§ **Extracted data entries**:
»»

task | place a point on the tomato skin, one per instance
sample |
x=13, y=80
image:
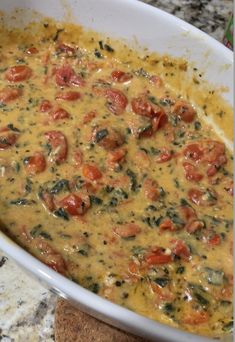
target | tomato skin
x=59, y=114
x=91, y=172
x=127, y=230
x=36, y=163
x=191, y=173
x=164, y=156
x=9, y=94
x=32, y=51
x=18, y=73
x=121, y=76
x=89, y=116
x=45, y=106
x=184, y=111
x=117, y=101
x=73, y=204
x=181, y=249
x=59, y=145
x=157, y=257
x=209, y=153
x=68, y=96
x=68, y=50
x=142, y=107
x=7, y=139
x=78, y=157
x=150, y=188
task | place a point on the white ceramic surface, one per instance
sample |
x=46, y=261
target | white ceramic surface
x=160, y=32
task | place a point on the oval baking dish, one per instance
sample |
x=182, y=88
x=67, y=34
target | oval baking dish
x=158, y=32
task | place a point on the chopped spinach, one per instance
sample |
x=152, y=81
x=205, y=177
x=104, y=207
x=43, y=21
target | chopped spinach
x=101, y=135
x=133, y=179
x=61, y=185
x=162, y=282
x=214, y=277
x=56, y=36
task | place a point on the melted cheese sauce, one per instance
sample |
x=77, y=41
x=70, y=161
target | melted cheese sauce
x=109, y=175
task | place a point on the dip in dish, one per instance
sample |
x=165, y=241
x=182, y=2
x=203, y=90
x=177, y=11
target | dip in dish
x=122, y=187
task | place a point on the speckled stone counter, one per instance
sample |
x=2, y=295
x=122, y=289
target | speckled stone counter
x=26, y=308
x=210, y=16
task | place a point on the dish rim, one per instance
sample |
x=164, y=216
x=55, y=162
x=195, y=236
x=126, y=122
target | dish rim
x=66, y=288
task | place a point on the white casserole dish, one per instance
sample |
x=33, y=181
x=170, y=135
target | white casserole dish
x=160, y=32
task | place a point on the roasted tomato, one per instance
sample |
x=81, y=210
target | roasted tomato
x=156, y=80
x=68, y=50
x=9, y=94
x=18, y=73
x=7, y=138
x=208, y=153
x=45, y=106
x=116, y=157
x=127, y=230
x=117, y=101
x=141, y=106
x=184, y=111
x=59, y=114
x=59, y=146
x=158, y=118
x=78, y=157
x=32, y=51
x=180, y=249
x=65, y=76
x=73, y=204
x=36, y=163
x=121, y=76
x=91, y=172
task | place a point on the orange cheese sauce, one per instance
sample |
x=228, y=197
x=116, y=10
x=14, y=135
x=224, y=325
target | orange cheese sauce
x=109, y=175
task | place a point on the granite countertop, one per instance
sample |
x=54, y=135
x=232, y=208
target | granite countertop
x=26, y=308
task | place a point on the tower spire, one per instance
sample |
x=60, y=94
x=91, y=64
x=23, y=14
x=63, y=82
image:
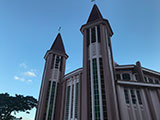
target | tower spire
x=95, y=14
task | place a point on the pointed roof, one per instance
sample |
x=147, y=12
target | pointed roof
x=58, y=44
x=95, y=14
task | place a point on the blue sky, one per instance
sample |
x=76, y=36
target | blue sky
x=29, y=27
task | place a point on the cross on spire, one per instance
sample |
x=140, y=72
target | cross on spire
x=93, y=1
x=59, y=29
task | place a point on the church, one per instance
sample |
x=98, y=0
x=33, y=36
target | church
x=101, y=89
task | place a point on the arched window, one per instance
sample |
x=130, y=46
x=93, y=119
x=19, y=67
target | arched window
x=126, y=76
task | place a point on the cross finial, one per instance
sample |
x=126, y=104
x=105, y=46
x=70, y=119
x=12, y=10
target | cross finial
x=59, y=29
x=93, y=1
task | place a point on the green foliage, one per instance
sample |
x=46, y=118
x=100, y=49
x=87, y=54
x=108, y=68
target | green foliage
x=14, y=104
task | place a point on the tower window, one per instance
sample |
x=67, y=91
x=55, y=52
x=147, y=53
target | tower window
x=99, y=35
x=57, y=62
x=103, y=89
x=156, y=81
x=126, y=76
x=88, y=37
x=67, y=103
x=118, y=77
x=46, y=103
x=96, y=90
x=145, y=78
x=126, y=96
x=133, y=96
x=150, y=80
x=76, y=104
x=139, y=97
x=93, y=35
x=61, y=63
x=52, y=63
x=52, y=100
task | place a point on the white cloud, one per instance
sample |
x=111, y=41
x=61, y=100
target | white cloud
x=16, y=77
x=29, y=81
x=23, y=65
x=30, y=74
x=22, y=79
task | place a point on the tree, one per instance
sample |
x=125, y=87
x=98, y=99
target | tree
x=14, y=104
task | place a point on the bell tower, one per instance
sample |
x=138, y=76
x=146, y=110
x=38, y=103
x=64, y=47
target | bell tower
x=50, y=98
x=98, y=93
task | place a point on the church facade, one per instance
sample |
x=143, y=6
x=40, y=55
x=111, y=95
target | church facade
x=101, y=89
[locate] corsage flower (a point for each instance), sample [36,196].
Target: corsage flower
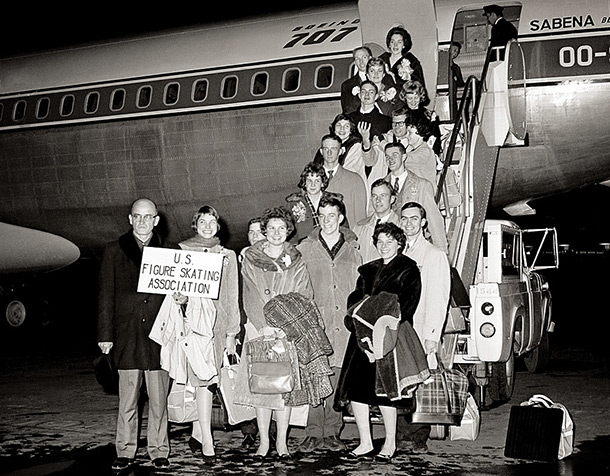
[405,70]
[286,260]
[299,212]
[387,94]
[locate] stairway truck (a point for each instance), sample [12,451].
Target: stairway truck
[510,314]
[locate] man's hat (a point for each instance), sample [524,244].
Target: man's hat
[497,9]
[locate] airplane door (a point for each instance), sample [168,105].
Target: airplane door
[418,17]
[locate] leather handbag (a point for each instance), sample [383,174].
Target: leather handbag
[181,404]
[442,398]
[470,425]
[228,380]
[106,373]
[539,429]
[270,369]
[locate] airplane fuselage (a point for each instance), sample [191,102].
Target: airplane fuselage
[228,115]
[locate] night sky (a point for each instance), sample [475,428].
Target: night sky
[581,216]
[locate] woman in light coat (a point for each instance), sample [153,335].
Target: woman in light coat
[207,325]
[271,267]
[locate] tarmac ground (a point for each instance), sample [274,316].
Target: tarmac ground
[57,420]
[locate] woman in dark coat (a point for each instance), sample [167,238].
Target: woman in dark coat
[398,275]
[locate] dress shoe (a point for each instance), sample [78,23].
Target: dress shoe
[161,463]
[121,463]
[383,458]
[310,444]
[194,445]
[405,445]
[260,457]
[420,448]
[351,456]
[333,443]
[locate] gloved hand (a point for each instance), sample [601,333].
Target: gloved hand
[349,323]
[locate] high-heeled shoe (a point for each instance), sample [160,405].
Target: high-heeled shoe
[260,457]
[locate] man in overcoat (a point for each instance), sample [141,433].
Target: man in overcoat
[125,319]
[431,312]
[331,254]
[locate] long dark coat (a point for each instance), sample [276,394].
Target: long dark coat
[401,277]
[126,317]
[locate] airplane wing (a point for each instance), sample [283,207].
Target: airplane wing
[29,250]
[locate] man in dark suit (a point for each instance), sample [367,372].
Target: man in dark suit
[350,88]
[502,31]
[125,318]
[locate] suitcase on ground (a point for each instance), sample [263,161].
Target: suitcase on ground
[533,433]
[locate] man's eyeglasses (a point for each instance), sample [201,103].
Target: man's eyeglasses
[138,217]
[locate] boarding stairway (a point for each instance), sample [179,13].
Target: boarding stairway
[470,155]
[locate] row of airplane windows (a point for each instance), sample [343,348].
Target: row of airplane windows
[200,89]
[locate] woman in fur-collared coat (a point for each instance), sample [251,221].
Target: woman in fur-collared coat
[271,267]
[392,274]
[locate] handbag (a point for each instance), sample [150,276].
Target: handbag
[539,429]
[270,369]
[442,398]
[228,379]
[470,425]
[181,404]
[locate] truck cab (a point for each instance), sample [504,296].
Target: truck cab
[510,313]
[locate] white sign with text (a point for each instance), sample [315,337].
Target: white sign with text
[192,273]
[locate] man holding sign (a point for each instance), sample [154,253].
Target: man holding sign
[125,318]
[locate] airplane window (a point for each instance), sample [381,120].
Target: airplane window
[42,108]
[117,100]
[200,90]
[172,92]
[324,77]
[67,105]
[291,81]
[144,96]
[19,111]
[92,102]
[229,87]
[260,83]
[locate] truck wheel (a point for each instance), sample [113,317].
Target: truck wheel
[15,313]
[502,382]
[537,359]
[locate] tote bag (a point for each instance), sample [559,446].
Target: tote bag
[442,398]
[181,404]
[228,379]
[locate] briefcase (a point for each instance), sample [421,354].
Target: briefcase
[539,429]
[533,433]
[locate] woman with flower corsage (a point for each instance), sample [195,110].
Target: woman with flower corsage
[415,97]
[351,156]
[386,87]
[403,64]
[304,204]
[271,267]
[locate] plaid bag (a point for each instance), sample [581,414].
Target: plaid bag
[442,398]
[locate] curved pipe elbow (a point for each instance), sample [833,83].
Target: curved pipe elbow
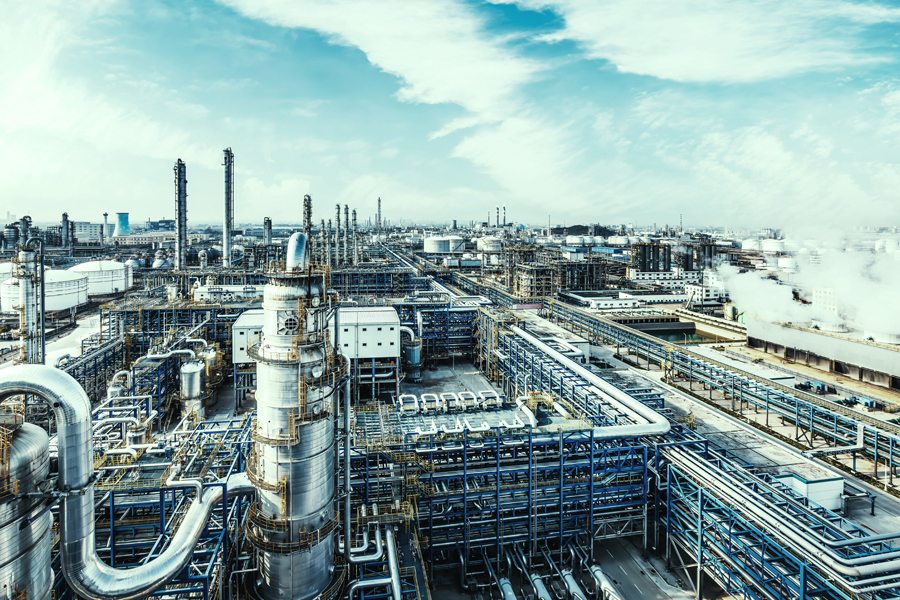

««

§ **THE EXERCISE**:
Begin at the line that has "[locate] man holding" and run to the end of the records, writing those lines again with "tote bag" renamed to "shopping bag" and nothing else changed. Please leave the pictures out of your answer.

§ **WRITTEN RESPONSE**:
[locate] man holding sign (a point for each instance), sample [154,253].
Target: man holding sign
[125,318]
[locate] airplane window (a point for each instance), sample [381,120].
Target: airplane window
[42,108]
[117,100]
[200,90]
[172,92]
[324,77]
[67,105]
[291,81]
[144,96]
[19,111]
[92,102]
[229,87]
[260,83]
[locate] truck wheel (a point for each instance), sample [113,317].
Target: truck wheel
[15,313]
[502,382]
[537,359]
[locate] shopping bag (a point for each instance), sample [559,446].
Target: shopping bag
[442,398]
[181,404]
[228,379]
[locate] briefcase (a point for each instance), sample [421,354].
Target: briefcase
[539,429]
[533,433]
[locate] woman with flower corsage (a point for each instance), sample [195,110].
Target: woman with flower corsage
[415,97]
[351,156]
[386,87]
[403,64]
[304,204]
[271,267]
[locate] plaid bag (a point for each instance), sample [581,414].
Target: plaid bag
[442,398]
[locate] curved pipe elbow (a point for each instance), sample [833,83].
Target: curved pipe elbow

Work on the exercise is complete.